In the second piece of code;
(stretch-abs …) is applied to the (mysound) function, which means that the “0.5” in the (at 0.5 …) function is mapped to 0.5 seconds.
So the length of the returned audio is L + (0.5 seconds)

Attempt of an answer…

Example 1

(setq mysound (sim s (at 0.5 (cue s))))
(stretch-abs 1 (cue mysound))

steve: If the length of “s” is L, then the length of “mysound” is 1.5(L)
(stretch-abs 1 …) does not stretch the sound to 1 second, it maps each unit of logical time maps to 1 unit of real time.

edgar: attempt of an explanation…

;; The first line is computed with the global *warp* time-stretch,
;; where a value of 1.0 equals to the length of the Audacity sound.
;; The start-time of (AT 0.5 ...) will be:
;;   0.5 * <length-of-Audacity-sound>
;; SIM will produce a sound with a total length of:
;;   1.5 * <length-of-Audacity-sound>
;;
(setq mysound (sim s (at 0.5 (cue s))))

;; Here the *warp* time-stretch value to (cue mysound) is 1.0,
;; where the value of 1.0 equals to the length of one second.
;; The (cue mysound) object already has a length of 1.5 seconds,
;; so the sound object returned by (stretch-abs 1 ...) will have
;; a total length of 1.0 * 1.5 seconds.
;;
(stretch-abs 1 (cue mysound))

Until here we have a sound with a total length of 1.5 seconds. But when the 1.5-seconds sound gets returned to Audacity, the build-in STRETCH-ABS in the Audacity Nyquist interface will stretch the 1.5-seconds sound to ‘1.5 * ’, so the effective code from the Audacity perspective works like this:

(stretch-abs <length-of-Audacity-sound>
  (setq mysound (sim s (at 0.5 (cue s)))))

(stretch-abs <length-of-Audacity-sound>
  (stretch-abs 1 (cue mysound)))

That’s why, as the final result, a sound with a length of ‘1.5 * ’ will get inserted into the Audacity track.

The problem here is: Because of the build-in STRETCH-ABS in the Audacity Nyquist interface, to the Nyquist programmer it seems as if STRETCH-ABS produces ‘mysterious’ results when used in Audacity Nyquist plugin code.

To me myself, understanding the effects caused by the build-in WARP and STRETCH-ABS behaviours in the Audacity Nyquist interface was the most difficult part when I tried to find out how to work with Nyquist in Audacity some years ago, but once I understood how this works, the mystery of the Nyquist time behaviours had been disappeared…

Example 2

(defun mysound (s-in)
  (sim s (at 0.5 (cue s-in))))

(stretch-abs 1 (mysound s))

steve: (stretch-abs …) is applied to the (mysound) function,
which means that the “0.5” in the (at 0.5 …) function is mapped to 0.5 seconds.
So the length of the returned audio is L + (0.5 seconds)

edgar: again an attempt of some kind of explanation…

;; The MYSOUND function is called by STRETCH-ABS [below]
;; with a the *warp* time-stretch value of 1.0 seconds.
;; The start-time of (AT 0.5 ...) will be:
;;   0.5 * 1.0 seconds
;; SIM will produce a sound with a total length of:
;;   <length-of-Audacity-sound> + (0.5 * 1.0) seconds
;;
(defun mysound (s-in)

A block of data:
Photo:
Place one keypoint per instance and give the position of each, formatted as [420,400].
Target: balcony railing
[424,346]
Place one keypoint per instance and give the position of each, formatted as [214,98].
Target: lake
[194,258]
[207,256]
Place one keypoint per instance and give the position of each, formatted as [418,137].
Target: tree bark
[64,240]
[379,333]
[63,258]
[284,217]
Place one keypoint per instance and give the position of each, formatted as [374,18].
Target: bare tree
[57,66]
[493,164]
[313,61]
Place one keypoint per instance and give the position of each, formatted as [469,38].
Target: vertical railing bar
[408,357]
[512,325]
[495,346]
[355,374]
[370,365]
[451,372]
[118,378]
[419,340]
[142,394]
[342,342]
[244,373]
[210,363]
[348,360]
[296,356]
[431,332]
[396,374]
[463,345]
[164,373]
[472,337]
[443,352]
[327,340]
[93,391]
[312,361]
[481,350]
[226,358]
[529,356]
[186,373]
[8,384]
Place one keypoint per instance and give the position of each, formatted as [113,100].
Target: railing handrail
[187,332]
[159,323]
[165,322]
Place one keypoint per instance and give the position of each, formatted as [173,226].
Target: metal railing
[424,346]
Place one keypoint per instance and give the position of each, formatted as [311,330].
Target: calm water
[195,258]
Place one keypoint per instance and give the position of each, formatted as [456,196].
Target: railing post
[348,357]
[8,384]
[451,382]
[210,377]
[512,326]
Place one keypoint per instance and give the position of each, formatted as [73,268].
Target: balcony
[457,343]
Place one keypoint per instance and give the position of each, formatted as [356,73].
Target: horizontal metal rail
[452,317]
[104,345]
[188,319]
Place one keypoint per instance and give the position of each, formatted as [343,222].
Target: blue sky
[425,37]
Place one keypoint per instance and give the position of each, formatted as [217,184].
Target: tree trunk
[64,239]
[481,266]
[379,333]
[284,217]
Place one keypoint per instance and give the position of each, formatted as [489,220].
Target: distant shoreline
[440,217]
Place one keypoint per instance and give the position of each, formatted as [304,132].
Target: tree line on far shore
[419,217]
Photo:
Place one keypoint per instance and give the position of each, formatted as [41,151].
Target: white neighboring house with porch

- _GIVEN EXERCISE_
Write out the stretch of the Nyquist timing text from "The problem here" through "1 (mysound s))", substituting "extension" for "plugin".

- _RESPONSE FOR THIS EXERCISE_
The problem here is: Because of the build-in STRETCH-ABS in the Audacity Nyquist interface, to the Nyquist programmer it seems as if STRETCH-ABS produces ‘mysterious’ results when used in Audacity Nyquist extension code.

To me myself, understanding the effects caused by the build-in WARP and STRETCH-ABS behaviours in the Audacity Nyquist interface was the most difficult part when I tried to find out how to work with Nyquist in Audacity some years ago, but once I understood how this works, the mystery of the Nyquist time behaviours had been disappeared…

Example 2

(defun mysound (s-in)
  (sim s (at 0.5 (cue s-in))))

(stretch-abs 1 (mysound s))